## Data section
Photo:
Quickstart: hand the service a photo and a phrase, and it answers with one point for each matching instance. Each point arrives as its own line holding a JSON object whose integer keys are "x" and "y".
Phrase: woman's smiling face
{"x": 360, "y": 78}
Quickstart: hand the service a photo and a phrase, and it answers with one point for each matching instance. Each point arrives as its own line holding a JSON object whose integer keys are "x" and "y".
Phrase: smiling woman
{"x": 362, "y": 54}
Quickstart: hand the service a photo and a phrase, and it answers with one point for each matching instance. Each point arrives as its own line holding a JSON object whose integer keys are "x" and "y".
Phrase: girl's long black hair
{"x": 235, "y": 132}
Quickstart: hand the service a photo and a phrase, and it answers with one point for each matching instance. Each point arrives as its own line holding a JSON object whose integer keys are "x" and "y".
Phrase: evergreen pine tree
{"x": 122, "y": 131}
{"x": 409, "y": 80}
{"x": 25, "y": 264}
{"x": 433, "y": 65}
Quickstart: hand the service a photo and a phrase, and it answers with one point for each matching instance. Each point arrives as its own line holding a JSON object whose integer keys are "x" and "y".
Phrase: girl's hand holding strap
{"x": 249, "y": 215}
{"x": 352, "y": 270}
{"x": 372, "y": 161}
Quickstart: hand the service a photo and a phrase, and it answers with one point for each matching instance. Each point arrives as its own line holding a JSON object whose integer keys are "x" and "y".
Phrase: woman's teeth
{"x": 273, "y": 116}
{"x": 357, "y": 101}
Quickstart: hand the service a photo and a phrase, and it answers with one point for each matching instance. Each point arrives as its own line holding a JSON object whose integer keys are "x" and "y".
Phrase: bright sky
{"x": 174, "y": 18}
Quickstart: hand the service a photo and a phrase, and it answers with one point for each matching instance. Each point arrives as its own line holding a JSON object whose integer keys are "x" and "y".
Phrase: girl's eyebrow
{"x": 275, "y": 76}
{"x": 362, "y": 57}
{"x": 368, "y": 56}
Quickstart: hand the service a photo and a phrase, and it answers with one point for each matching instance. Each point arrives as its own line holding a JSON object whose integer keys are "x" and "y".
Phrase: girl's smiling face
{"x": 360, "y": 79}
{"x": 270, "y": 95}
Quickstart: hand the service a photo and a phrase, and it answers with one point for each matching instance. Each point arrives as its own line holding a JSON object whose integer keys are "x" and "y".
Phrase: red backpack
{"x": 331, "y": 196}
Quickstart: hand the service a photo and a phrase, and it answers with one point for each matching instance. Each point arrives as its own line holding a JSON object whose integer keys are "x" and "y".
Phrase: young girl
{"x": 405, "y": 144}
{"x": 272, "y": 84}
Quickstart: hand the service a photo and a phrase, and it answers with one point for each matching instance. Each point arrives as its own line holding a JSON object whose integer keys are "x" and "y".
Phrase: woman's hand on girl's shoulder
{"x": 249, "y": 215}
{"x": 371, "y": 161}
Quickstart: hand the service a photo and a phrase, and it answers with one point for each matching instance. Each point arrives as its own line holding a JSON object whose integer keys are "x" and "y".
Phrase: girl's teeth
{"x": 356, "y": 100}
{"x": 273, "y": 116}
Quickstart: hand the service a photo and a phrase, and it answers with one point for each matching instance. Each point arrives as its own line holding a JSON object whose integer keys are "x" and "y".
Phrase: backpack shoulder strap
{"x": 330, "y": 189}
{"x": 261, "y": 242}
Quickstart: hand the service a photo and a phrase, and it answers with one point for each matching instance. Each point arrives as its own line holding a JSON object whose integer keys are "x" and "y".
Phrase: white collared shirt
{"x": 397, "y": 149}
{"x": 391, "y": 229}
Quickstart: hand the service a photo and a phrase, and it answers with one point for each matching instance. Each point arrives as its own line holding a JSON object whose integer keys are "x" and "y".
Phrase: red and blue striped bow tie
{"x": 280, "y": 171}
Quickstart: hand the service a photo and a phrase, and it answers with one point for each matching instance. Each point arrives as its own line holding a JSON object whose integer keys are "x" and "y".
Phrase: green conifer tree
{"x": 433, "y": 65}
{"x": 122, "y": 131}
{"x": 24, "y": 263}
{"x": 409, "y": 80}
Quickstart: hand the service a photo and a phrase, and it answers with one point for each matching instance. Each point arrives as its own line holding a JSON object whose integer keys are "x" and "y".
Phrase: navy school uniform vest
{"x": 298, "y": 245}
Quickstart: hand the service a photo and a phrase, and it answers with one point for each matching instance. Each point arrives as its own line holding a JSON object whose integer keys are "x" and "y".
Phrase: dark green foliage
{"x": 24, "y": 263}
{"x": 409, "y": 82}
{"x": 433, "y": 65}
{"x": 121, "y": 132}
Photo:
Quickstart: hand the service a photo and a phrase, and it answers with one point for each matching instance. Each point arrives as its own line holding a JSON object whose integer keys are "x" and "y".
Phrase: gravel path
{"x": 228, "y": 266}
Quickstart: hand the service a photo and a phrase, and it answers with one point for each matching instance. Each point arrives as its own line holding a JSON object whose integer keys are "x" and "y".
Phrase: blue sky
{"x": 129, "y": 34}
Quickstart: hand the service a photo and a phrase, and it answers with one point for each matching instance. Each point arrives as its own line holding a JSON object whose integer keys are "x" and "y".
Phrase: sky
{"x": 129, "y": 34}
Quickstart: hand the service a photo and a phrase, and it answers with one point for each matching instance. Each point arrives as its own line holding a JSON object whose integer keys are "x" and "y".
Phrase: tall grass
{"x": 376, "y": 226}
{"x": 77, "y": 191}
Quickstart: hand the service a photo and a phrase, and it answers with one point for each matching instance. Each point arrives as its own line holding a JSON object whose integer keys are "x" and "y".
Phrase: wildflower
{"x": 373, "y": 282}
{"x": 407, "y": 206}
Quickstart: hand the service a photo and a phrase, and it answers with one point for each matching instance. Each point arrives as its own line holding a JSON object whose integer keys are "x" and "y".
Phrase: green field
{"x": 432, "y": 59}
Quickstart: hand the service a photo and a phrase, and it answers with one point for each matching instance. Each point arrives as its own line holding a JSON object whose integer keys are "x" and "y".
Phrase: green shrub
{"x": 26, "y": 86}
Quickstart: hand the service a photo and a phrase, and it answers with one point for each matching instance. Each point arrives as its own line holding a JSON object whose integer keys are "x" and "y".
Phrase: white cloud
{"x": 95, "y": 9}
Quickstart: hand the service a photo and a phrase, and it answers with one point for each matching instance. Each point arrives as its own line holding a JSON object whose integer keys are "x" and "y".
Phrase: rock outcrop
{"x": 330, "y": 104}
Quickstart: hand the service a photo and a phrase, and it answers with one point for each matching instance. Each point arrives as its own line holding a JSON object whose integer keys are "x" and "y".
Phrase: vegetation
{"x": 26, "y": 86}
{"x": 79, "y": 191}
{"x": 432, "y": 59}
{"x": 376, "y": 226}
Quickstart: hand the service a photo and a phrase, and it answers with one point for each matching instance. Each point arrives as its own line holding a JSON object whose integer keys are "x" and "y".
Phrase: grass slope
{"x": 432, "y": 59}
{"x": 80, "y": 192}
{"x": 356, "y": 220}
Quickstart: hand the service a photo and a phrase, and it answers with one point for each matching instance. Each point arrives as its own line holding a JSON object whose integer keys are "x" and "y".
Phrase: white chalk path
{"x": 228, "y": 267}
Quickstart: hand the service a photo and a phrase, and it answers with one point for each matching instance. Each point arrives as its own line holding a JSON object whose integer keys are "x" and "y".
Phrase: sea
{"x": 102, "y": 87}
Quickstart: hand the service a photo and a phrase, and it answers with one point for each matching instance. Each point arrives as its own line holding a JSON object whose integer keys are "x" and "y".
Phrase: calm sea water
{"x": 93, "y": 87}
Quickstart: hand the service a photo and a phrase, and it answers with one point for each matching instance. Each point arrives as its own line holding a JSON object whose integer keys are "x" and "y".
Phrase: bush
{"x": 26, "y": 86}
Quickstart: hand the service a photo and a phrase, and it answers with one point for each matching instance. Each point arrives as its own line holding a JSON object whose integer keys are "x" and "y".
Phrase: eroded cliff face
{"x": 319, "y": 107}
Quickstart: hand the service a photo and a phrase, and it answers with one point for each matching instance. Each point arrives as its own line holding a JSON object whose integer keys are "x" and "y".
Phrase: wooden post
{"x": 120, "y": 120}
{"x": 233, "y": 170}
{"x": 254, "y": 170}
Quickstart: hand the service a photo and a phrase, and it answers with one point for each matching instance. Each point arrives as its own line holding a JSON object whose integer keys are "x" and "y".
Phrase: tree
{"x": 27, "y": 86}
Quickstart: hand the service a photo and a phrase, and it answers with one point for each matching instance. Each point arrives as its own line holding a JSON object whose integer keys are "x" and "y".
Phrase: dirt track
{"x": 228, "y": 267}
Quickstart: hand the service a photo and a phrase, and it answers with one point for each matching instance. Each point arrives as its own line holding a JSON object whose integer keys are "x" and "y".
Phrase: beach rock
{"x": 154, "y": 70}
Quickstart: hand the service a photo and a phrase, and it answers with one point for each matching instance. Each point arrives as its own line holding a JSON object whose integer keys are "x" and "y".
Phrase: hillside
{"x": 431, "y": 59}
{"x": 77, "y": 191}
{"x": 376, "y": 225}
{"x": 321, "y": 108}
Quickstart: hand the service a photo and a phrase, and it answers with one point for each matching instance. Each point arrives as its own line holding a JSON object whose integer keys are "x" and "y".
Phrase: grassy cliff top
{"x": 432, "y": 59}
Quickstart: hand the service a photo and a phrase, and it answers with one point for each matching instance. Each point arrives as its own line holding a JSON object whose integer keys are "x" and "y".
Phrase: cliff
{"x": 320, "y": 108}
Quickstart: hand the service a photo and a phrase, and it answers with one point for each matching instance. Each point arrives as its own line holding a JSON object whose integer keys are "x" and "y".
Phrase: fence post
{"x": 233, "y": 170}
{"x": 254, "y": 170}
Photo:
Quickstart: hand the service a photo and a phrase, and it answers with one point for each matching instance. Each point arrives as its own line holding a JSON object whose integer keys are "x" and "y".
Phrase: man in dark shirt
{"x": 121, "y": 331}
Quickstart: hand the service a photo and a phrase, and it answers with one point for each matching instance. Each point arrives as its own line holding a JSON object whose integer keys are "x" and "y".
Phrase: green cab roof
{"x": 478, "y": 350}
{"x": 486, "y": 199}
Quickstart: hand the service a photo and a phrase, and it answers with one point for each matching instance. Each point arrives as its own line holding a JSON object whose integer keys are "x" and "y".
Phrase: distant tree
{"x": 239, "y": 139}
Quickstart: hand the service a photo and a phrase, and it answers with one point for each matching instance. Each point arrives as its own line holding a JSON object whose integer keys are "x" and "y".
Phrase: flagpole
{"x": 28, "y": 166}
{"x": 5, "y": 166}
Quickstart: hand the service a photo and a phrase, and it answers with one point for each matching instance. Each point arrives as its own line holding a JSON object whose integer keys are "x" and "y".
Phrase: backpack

## Task statement
Please identify every line in the items above that contains the word "cliff" and copy each of those lines in full. Case counts when matching.

## Final result
Phrase: eroded cliff face
Phrase: grassy cliff top
Phrase: cliff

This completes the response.